→ AIM OF THE EXERCISE:
Carry on the methods passage about pain scores and gynecologic treatment patterns from the point where it stops.

→ TEXT PASSAGE:
*** Begin section ***

We removed all spurious values before the main analysis (pain scores >10, negative values; comprising <0.5% of the data set). We performed preliminary data processing using R (www.r-project.org). We used a smoothed, rolling mean fitting function provided by the ggplot2 package in R to represent the observed pain trajectories graphically. This smoothing function relies on a locally weighted scatter plot smoothing approach.⁸

Descriptive statistics were used to summarize study population characteristics. Treatment patterns over the first and second years following the index date, and for the full duration of postindex follow-up, were assessed as the proportion of patients treated with gynecologic procedures and/or prescribed pharmacologic therapies of interest that were reimbursed by insurance. Pharmacologic therapies of interest were hormonal treatments (oral and nonoral contraceptives), including intrauterine devices (IUDs, except ParaGard^®/copper IUD), estrogen, progestin, aromatase inhibitors, elagolix, danazol, leuprolide, or any luteinizing hormone-releasing hormone agonists.
Also evaluated were the use of tranexamic acid and pain medicines, including narcotic (prescribed for ≥30 days) and prescription non-narcotic analgesics. Not available for analysis were over-the-counter products not captured in medical claims and prescriptions not reimbursed by the payer. Gynecologic procedures of interest were hysterectomy, operative laparoscopy, myomectomy, oophorectomy, ablation of the endometrium and/or fibroids, excision, and salpingectomy. Finally, data were collected for pharmacologic treatments of interest (hormonal or analgesic) received by patients in the year preceding the index date.

*** End section ***

Stored data entries

*** Begin section ***

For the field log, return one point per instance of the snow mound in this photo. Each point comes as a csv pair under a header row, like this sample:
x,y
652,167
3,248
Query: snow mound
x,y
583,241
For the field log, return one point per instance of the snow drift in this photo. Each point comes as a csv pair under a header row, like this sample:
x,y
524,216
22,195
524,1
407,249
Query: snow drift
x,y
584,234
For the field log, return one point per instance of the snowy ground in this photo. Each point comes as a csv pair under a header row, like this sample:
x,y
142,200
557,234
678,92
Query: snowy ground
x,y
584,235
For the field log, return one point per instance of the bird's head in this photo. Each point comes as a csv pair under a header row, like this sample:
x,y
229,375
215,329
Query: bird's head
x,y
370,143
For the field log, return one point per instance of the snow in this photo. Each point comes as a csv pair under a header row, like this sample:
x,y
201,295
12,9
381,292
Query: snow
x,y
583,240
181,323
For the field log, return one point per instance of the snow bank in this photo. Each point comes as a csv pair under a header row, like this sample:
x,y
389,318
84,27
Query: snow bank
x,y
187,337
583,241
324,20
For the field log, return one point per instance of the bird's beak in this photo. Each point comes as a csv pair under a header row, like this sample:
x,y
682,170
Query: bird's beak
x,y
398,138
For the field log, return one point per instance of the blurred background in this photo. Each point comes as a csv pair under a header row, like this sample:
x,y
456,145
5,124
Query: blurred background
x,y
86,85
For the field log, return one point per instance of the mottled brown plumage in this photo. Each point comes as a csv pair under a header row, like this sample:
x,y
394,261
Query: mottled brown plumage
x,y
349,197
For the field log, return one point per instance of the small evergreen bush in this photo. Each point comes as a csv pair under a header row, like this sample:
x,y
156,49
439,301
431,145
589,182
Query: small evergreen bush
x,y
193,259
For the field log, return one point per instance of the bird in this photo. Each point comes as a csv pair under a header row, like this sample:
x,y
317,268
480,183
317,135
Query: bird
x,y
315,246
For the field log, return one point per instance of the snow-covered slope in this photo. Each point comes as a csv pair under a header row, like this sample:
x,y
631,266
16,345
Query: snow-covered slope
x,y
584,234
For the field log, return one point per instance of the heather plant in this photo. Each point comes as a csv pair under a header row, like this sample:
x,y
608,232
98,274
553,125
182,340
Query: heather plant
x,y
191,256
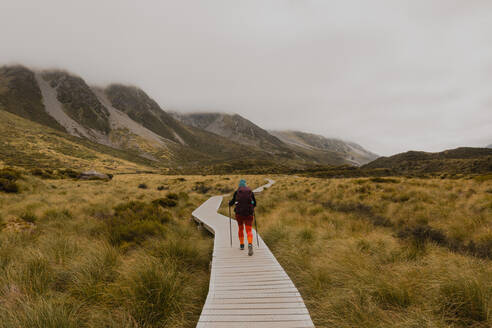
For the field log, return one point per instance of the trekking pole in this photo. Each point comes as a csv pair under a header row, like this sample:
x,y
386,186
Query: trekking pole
x,y
230,225
257,238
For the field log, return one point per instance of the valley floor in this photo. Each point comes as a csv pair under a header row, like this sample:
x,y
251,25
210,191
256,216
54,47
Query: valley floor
x,y
362,252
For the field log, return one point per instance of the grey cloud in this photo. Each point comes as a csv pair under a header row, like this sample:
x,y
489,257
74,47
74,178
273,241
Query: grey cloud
x,y
391,75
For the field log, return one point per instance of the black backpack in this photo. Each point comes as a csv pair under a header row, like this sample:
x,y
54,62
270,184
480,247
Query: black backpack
x,y
244,199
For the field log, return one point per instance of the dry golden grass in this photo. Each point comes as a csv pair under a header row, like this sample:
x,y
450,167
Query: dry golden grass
x,y
60,268
340,241
352,246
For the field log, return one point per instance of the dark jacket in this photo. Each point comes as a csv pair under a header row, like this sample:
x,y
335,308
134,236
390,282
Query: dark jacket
x,y
243,211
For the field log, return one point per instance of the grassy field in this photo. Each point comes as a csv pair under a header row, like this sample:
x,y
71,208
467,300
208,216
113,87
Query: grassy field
x,y
380,252
105,254
385,252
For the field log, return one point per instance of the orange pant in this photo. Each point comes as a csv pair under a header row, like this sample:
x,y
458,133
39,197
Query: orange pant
x,y
245,221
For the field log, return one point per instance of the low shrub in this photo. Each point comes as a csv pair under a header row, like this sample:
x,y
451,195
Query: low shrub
x,y
384,180
134,221
466,298
68,173
165,202
8,186
10,174
44,174
201,188
29,217
152,293
172,196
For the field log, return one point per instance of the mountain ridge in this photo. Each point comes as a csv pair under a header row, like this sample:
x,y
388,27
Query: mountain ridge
x,y
125,117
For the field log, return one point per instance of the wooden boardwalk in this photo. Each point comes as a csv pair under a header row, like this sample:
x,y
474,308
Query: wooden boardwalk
x,y
246,291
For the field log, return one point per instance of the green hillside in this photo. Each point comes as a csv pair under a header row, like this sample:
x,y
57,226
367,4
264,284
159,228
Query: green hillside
x,y
30,145
20,95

*** End section ***

→ ANSWER AREA:
Patients in both cohorts who underwent hysterectomy within 1 year postindex date were further stratified by age. Logistic regression models were constructed to determine factors associated with specific treatments (hysterectomy and hormonal therapy) in patients with UF-HMB and UF-only. To isolate these findings to patients who received hysterectomy due to UF, the regression analysis excluded patients with a claim for endometriosis (ICD-9 617.X or ICD-10 N80.X). This exclusion was applied because of the potential for confounding due to concomitant comorbidity. The variables included in the logistic regression were factors that could contribute to treatment decision-making and that could be captured in claims data. These were age, abnormal bleeding, anemia, fatigue, infertility, pain, prior- and post-UF diagnosis use of medications, including hormonal treatment, non-narcotic, or narcotic analgesic treatment, and inpatient or outpatient diagnosis site. Data were analyzed using SAS/STAT(r) software, version 15.1 (2016 SAS Institute Inc., Cary, NC, USA).